# Will a dove work for me?



## JamieOi (Aug 24, 2013)

Hi!

Ok so, I'm 13 and want to do animal behaviour at Uni. 
I've got a dog , cat and fish however I really feel having a bird (dove) would be really beneficial and fun.
So the most space I can give it is the size of a large metal dog
Crate, my dad called a local breeder and we were told that an exebition fantail dove would be fine as they do not need flying space as most pigeons do. We were told I would need to take it into our yard once a week or so for it to bathe. 

My questions are:
1) would this work? (providing I am willing to spend the time necessary)
2) could you give me an idea of the care involved and what the dove's needs would be?
3) anythin you know about exebition fantails?

Thanks so much!


----------



## JamieOi (Aug 24, 2013)

Could someone just tell me if this plan is fesable as my dad needs to know 

Thanks!


----------



## Crazy Pete (Nov 13, 2008)

One living out side by its self would be a lonely life, and I think it would need some thing a little bigger than a dog create. Pigeons do make good pets after they bond with you. Some one with a single pet pigeon would be able to give you better answers than I would, and they will be around some time today for all your questions.
Dave


----------



## JamieOi (Aug 24, 2013)

Crazy Pete said:


> One living out side by its self would be a lonely life, and I think it would need some thing a little bigger than a dog create. Pigeons do make good pets after they bond with you. Some one with a single pet pigeon would be able to give you better answers than I would, and they will be around some time today for all your questions.
> Dave


I was planning on it being in my room anyway, so it would get a lot of attention. I found a website with a good sized cage measure for a dove and it is equivalent to a medium - large dog cage. So should work? Look forward to other replies 

Thanks pete!


----------



## Trish in Dallas (Jun 5, 2012)

Hi Jamie, 
I've had single doves in the past, and once they bind with you they'll be devoted to you for life, especially if you get a baby. Crazy Pete isn't crazy in this case; he's spot-on when he says a single dove will have a lonely life. I'm guessing that as you continue your studies your spare time will dwindle, and your bird would become lonely, bored, and needy. Pete's also right about needing more room. Ideally, doves should be kept in a cage that allows them at least a little room for flight, and they should be taken out of the cage for exercise and interaction for at least an hour every day. Birds are social creatures, and doves in particular will bond deeply to you. Your dove will consider you its mate, and doves mate for life. Unless you can spend lots of time with your bird and continue to do so for many years, I'm afraid you'll end up with a lonely dove. Have you thought about a pair instead of a single bird? Maybe a smaller species like diamond doves?
:::::
__WRITTEN INSTRUCTION A__.
Count the lines in the entries below that contain the word "green", treating case as significant. Give only the number.

__SUPPLIED MATERIAL__.
:::::
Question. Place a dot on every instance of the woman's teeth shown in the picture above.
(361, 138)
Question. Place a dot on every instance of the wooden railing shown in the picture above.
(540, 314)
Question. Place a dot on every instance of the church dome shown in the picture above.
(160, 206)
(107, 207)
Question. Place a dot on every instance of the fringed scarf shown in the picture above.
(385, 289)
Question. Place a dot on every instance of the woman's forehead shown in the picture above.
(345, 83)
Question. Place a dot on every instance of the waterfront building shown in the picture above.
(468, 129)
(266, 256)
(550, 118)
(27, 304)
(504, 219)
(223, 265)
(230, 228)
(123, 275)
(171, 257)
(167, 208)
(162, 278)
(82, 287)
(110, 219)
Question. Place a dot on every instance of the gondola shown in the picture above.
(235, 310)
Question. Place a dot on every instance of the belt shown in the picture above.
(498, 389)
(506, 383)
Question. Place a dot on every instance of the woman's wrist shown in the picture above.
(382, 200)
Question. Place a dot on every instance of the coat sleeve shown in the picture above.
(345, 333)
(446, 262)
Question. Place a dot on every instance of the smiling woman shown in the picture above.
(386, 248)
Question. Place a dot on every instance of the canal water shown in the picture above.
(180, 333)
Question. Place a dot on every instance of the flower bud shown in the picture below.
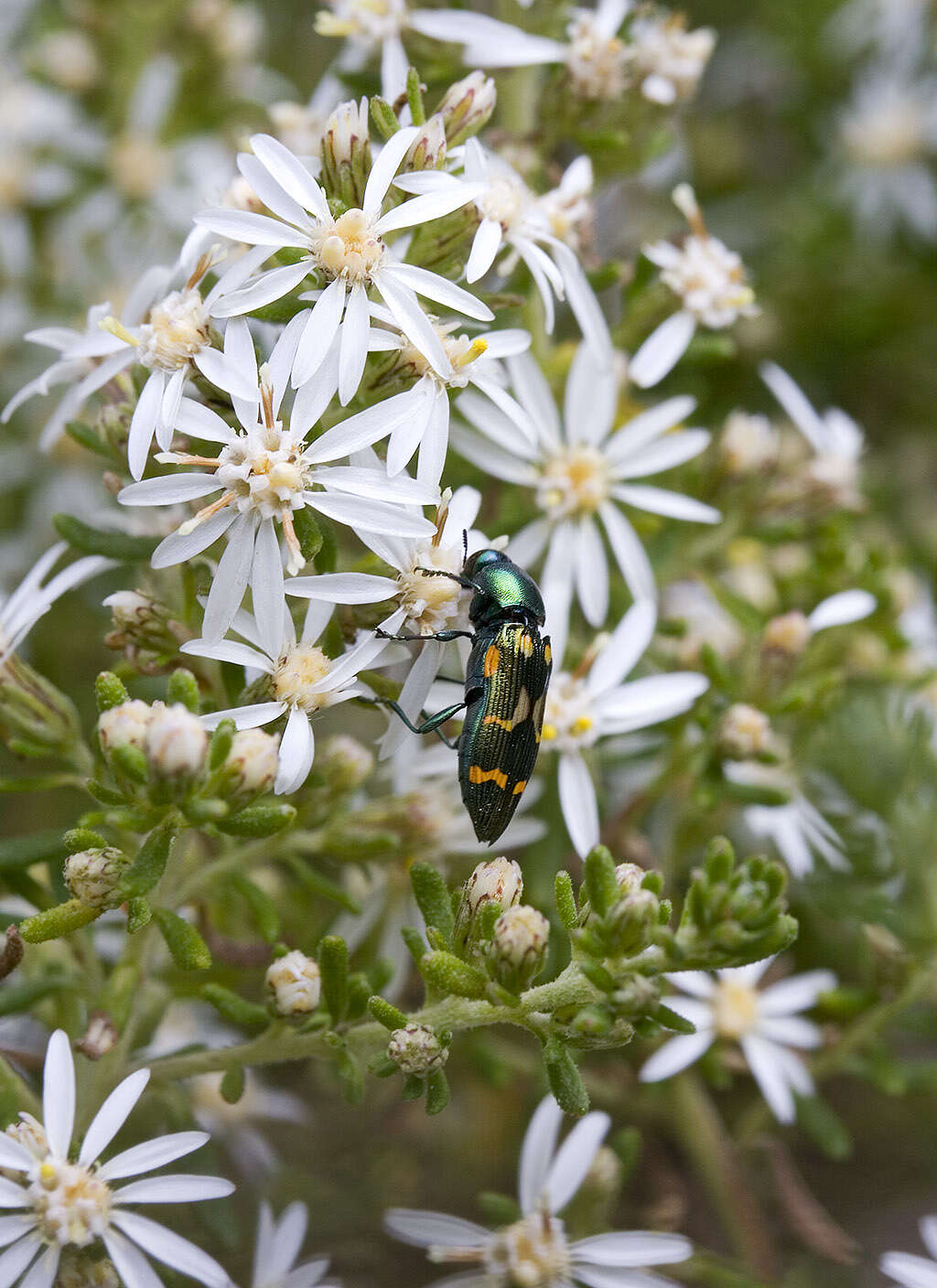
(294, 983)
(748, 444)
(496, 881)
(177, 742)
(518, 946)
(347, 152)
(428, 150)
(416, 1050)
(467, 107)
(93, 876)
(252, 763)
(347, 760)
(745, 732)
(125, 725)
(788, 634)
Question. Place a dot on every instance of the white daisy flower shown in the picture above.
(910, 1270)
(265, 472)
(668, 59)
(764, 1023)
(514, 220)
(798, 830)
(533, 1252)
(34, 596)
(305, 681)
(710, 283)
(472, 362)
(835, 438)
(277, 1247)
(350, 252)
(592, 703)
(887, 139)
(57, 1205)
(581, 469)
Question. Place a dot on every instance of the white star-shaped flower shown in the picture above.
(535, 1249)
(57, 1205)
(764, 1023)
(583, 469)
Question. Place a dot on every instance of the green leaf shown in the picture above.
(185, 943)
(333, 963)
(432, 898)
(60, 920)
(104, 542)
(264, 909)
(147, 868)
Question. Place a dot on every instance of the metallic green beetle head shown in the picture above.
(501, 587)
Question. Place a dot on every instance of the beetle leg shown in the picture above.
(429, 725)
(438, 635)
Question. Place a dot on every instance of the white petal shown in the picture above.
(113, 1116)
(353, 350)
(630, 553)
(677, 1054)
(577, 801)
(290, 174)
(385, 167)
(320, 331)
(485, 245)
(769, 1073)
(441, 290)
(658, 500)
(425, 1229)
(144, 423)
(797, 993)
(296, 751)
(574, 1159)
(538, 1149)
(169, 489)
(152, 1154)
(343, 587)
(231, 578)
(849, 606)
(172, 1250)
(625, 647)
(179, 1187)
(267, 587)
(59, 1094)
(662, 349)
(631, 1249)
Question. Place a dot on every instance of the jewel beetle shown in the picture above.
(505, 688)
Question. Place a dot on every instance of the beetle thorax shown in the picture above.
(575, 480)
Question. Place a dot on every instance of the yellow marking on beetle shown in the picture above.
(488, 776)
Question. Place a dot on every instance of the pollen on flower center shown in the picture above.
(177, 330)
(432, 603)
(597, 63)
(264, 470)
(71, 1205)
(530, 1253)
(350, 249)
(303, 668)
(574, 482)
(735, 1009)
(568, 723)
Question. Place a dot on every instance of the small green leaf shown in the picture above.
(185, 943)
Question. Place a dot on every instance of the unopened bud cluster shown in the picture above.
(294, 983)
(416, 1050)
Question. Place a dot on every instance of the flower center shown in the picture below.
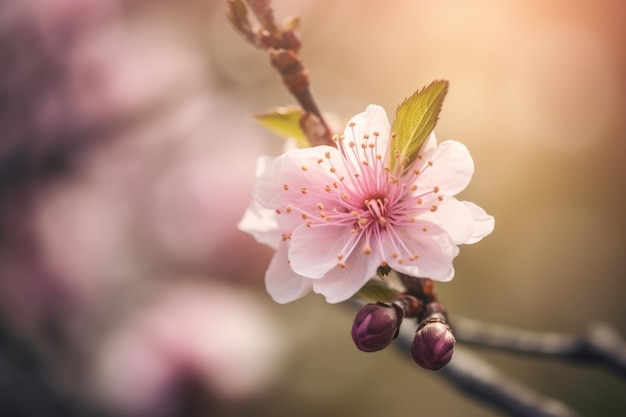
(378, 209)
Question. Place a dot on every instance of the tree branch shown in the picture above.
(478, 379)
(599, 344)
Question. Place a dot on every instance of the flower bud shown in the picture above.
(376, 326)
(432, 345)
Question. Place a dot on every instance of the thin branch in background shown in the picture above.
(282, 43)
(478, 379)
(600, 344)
:::::
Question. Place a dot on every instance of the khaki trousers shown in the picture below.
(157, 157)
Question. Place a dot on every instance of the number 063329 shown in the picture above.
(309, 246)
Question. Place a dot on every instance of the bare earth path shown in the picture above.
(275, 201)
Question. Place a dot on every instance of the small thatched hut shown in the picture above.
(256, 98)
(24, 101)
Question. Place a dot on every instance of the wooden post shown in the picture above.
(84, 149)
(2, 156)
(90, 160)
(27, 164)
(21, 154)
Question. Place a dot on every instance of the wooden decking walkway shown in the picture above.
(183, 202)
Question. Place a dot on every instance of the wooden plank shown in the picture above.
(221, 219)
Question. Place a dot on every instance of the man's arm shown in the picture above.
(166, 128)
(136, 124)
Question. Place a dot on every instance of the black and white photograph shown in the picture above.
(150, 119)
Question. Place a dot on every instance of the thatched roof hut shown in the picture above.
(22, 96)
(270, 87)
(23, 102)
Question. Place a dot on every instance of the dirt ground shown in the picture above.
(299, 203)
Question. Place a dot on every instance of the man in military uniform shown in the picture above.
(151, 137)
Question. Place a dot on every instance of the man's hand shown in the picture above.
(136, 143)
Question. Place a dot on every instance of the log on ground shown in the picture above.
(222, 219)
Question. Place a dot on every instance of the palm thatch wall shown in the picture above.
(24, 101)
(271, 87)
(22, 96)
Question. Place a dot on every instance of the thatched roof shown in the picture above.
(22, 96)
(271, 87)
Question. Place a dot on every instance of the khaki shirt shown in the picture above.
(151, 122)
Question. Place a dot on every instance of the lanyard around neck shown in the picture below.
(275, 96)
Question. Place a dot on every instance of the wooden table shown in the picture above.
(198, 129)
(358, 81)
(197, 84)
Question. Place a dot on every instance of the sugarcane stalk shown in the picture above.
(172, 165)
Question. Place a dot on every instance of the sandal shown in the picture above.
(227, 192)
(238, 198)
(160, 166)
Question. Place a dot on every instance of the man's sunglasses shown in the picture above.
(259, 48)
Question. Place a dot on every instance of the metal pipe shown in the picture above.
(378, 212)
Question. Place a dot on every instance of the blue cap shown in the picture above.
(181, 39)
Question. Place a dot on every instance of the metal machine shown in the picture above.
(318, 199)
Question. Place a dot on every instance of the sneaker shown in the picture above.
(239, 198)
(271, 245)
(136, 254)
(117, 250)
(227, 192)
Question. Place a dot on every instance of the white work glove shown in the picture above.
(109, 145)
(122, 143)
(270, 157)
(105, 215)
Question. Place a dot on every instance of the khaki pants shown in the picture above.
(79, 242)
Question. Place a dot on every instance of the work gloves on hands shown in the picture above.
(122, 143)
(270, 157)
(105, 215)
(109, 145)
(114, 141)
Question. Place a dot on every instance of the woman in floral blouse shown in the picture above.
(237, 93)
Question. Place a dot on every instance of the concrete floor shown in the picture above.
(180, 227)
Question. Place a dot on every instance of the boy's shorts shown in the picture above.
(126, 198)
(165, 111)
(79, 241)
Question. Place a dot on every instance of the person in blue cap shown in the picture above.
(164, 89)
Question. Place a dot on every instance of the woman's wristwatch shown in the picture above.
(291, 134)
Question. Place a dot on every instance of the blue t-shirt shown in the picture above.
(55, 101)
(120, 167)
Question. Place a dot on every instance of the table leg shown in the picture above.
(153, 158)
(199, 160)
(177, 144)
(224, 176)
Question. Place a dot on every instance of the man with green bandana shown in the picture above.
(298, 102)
:::::
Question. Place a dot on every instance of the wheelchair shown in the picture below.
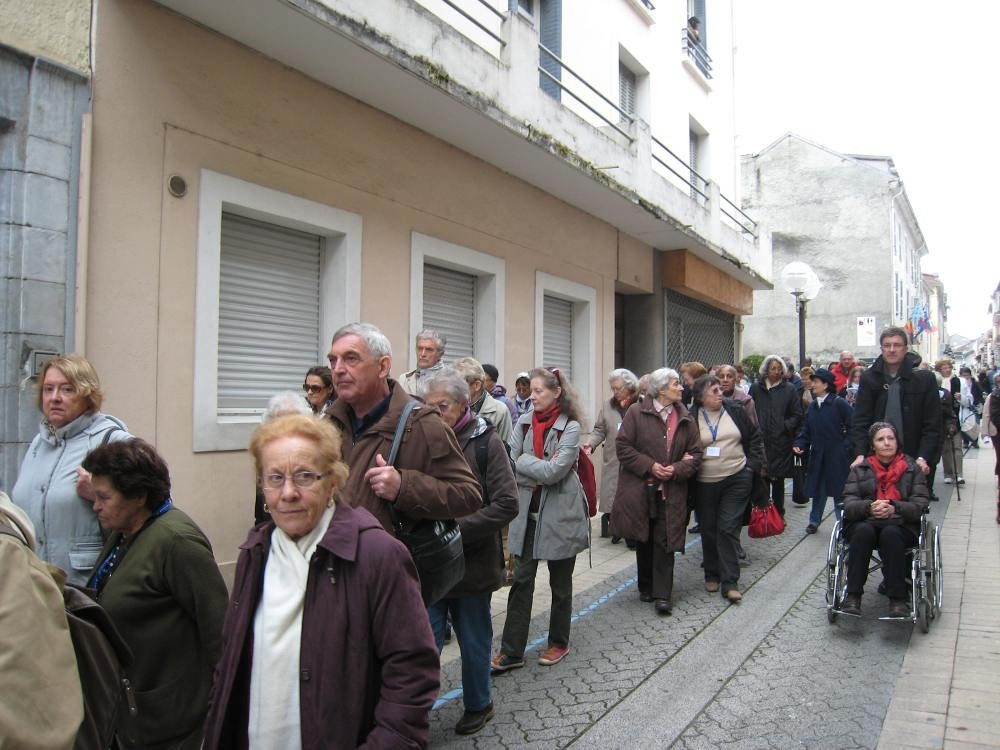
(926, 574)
:::::
__WRITTEN INSTRUCTION B__.
Extend the forum thread about keeping a pet dove, starting right after its last post.

__EXPECTED ANSWER A__.
4

__EXPECTED ANSWER B__.
----------



## RockPigeon<3er (Aug 2, 2012)

First off, say pigeon.
Pigeon and dove are the same words, essentially, but right here we will consider them 2 different things -


A large dog crate is much too small for a fantail pigeon. 
A large dog crate would work for a ring neck dove.
A fully grown bird isn't going to bond to you very well.
Could you get a just fledged squeaker?
I'd suggest you get a *dove*. A ring neck dove or something of the sort. Any pigeon will need a loft / a bigger cage (a bird like a fantail needs more floor space since the tail makes things like climbing impossible, so they need a lot of floor space and flat up space), but a dove can easily fit in a space like a large dog crate.
Perhaps you should try something like a finch (not that their much more friendly. Maybe a small parrot?) ? You could have a breeding pair of finches in a dog cage space (guessing, don't listen to that without a bit of research). Or like a small parrot or something. IMO, pigeons / doves don't make good pets that you want to love you and be all cuddly, unless you get it from a young age and spend a LOT of time with it. Parrots, however, are friendly by nature and don't need as much attention like a dove/pigeon. A pair of pigeons/doves are not friendly, a pair of parrots is, at least IME.

But, if you have your heart set on a fantail or a pigeon at all I'd suggest getting a ring neck dove or building some sort of outside cage. A fantail probably wouldn't do well inside - they need a lot of space with ramps going up-wards on shelves if they live inside. Speaking from experience.


----------



## spirit wings (Mar 29, 2008)

you are 13 so what needs to be thought of is who is going to take the pet when you get older and don't want to tend to it anymore, they are work not just fun, so your dad needs to make the commentent really because it will probably be still alive when you go to uni. and as said a lone pigeon would get lonely for another pigeon at some point, esp when they mature and want to nest and mate, I would get two, a mated pair or nest mates, and make sure Dad wants to take over their care if need be.


----------



## pigeon manic 12 (Jun 23, 2012)

spirit wings im 13 also and i had pigeons for 3 years know and im not leaving them and my dad had pigeons when he was my age he gave up on them at 12 i dont know anyone who had a pigeon but one day flicking through the channels went onto mike tyson well since then i had pigeons and when i go to uni i will still have them and when i go to move ill bring them with me i think having a pair of pigeons (doves) will be good i started out with three pigeons i have 12 know but you have to clean feed water every day you will get addict to them haha  i am anyway spiritwings dont think all of the teenagers are the same


----------



## spirit wings (Mar 29, 2008)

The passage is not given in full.